Source passage:
-- BEGIN --

In some embodiments, the method further includes that the UE determines a set of one or more preferred receive beams for receiving the X number of transmissions of the SL signal from the another UE.
In some embodiments, for each one of the X number of transmissions of the SL signal, the UE is configured to use a different receive beam for SL reception and perform a radio measurement on the SL signal for selecting one or more top K preferred beams, where K is a positive integer.
In some embodiments, K is configured or pre-defined from a range between 1 and up to 4.
In some embodiments, a set of receive beams used by the UE for reception and measurement of the X number of transmissions of the SL signal includes a set of broad-beams or a sub-set of all receive beams.
In some embodiments, initiating or triggering the first stage of beam management is performed periodically for selection of at least one initial receive beam and/or a beam tracking/updating, or event triggered based on a beam failure reporting/consistent beam failure indication, a change in the measurement from using one or more receive beams, and/or radio link failure detection/indication.
In some embodiments, the method further includes initiating or triggering a second stage of beam management, by the UE, where initiating or triggering the second stage of beam management includes the UE indicating or configuring the another UE Y number of transmissions of the SL signal, where Y is a positive integer.
In some embodiments, the method further includes that the UE determines a set of one or more best receive beams for receiving the Y number of transmissions of the SL signal from the another UE.
In some embodiments, for each one of the Y number of transmissions of the SL signal, the UE is configured to use a different receive beam for SL reception and perform a radio measurement on the SL signal for selecting one or more top L best beams, where L is a positive integer.
In some embodiments, L is configured or pre-defined from a range between 1 and up to 4.
In some embodiments, the UE is configured to initiate or trigger the second stage of beam management according to one or more of the following conditions/triggers:

- as part of an initial selection of one or more best receive beams for SL communication between at least two UEs, where the second stage of beam management has not previously been performed by the UE;
- when there is a change in selected one or more top K preferred beams from a past in the first stage of beam management during a beam tracking/updating; and
- when the UE observes a change in a measurement of one or more selected/currently used best beams from a last/most recently performed second stage of beam management.

In some embodiments, the second stage of beam management is initiated or triggered after the first stage of beam management as part of an initial selection of best beams or when there is a change in the measurements in the first stage of beam management.

-- END --

Problems to work on:
a - Return the portion of the passage on sidelink beam management between "In some embodiments, a" and "link failure detection/indication.", inclusive.
b - Supply the next part of the passage on sidelink beam management, beginning after its final sentence.
The items that come next are separate material and are not part of the passage on sidelink beam management.

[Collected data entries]
-- BEGIN --

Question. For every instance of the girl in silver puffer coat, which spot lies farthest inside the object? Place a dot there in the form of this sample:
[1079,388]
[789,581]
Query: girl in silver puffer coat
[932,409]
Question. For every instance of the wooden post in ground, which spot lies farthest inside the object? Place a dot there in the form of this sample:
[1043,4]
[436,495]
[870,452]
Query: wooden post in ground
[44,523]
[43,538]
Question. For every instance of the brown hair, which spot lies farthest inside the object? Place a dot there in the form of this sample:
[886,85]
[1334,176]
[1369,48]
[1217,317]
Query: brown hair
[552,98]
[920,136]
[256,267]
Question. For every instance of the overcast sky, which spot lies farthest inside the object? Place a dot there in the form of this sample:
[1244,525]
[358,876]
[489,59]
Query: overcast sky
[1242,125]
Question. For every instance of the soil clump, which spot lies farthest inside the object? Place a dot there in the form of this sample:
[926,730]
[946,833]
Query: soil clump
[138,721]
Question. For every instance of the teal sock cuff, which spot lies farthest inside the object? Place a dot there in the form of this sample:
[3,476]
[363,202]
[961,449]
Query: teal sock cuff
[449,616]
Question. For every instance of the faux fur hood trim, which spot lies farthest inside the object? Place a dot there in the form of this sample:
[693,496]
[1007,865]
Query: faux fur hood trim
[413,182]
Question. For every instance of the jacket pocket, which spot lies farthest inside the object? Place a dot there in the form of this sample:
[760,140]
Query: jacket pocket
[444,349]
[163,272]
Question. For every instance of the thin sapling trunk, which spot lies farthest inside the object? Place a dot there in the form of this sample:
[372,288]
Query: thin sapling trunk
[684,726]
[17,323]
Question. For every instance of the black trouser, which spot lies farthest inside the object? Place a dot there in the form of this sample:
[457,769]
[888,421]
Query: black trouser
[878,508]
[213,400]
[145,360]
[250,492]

-- END --

Outputs in order:
a -
In some embodiments, a set of receive beams used by the UE for reception and measurement of the X number of transmissions of the SL signal includes a set of broad-beams or a sub-set of all receive beams.
In some embodiments, initiating or triggering the first stage of beam management is performed periodically for selection of at least one initial receive beam and/or a beam tracking/updating, or event triggered based on a beam failure reporting/consistent beam failure indication, a change in the measurement from using one or more receive beams, and/or radio link failure detection/indication.

b -
In some embodiments, the second stage of beam management is initiated or triggered independently from the first stage of beam management or the second stage of beam management is initiated or triggered without having firstly performed the first stage of beam management when there is a change in a measurement during a beam tracking/updating.
In some embodiments, the X and/or Y number of transmissions of the SL signal is based on a multi-consecutive slots transmission (MCSt).
In some embodiments, the method further includes that the UE indicates or configures the another UE a transmit beam index or an identifier (ID) for transmitting the SL signal the X and/or Y number of times.
In some embodiments, the UE indicating or configuring the another UE the X and/or Y number of transmissions of the SL signal includes that the UE indicates or configures the another UE a time and frequency resource, and/or a transmission periodicity for the X and/or Y number of transmissions of the SL signal.
In some embodiments, the UE is configured to indicate or configure the another UE the X and/or Y number of transmissions of the SL signal using a PC5 radio resource control (RRC) signaling, a PC5 sidelink control information (SCI) signaling, a physical sidelink feedback channel (PSFCH), and/or a PC5 medium access control (MAC) control element (CE) signaling.
In some embodiments, the X and/or Y number of transmissions of the SL signal includes at least one of the followings: a channel state information-reference signal (CSI-RS), a demodulation reference signal (DM-RS), or a sidelink-synchronization signal block (S-SSB).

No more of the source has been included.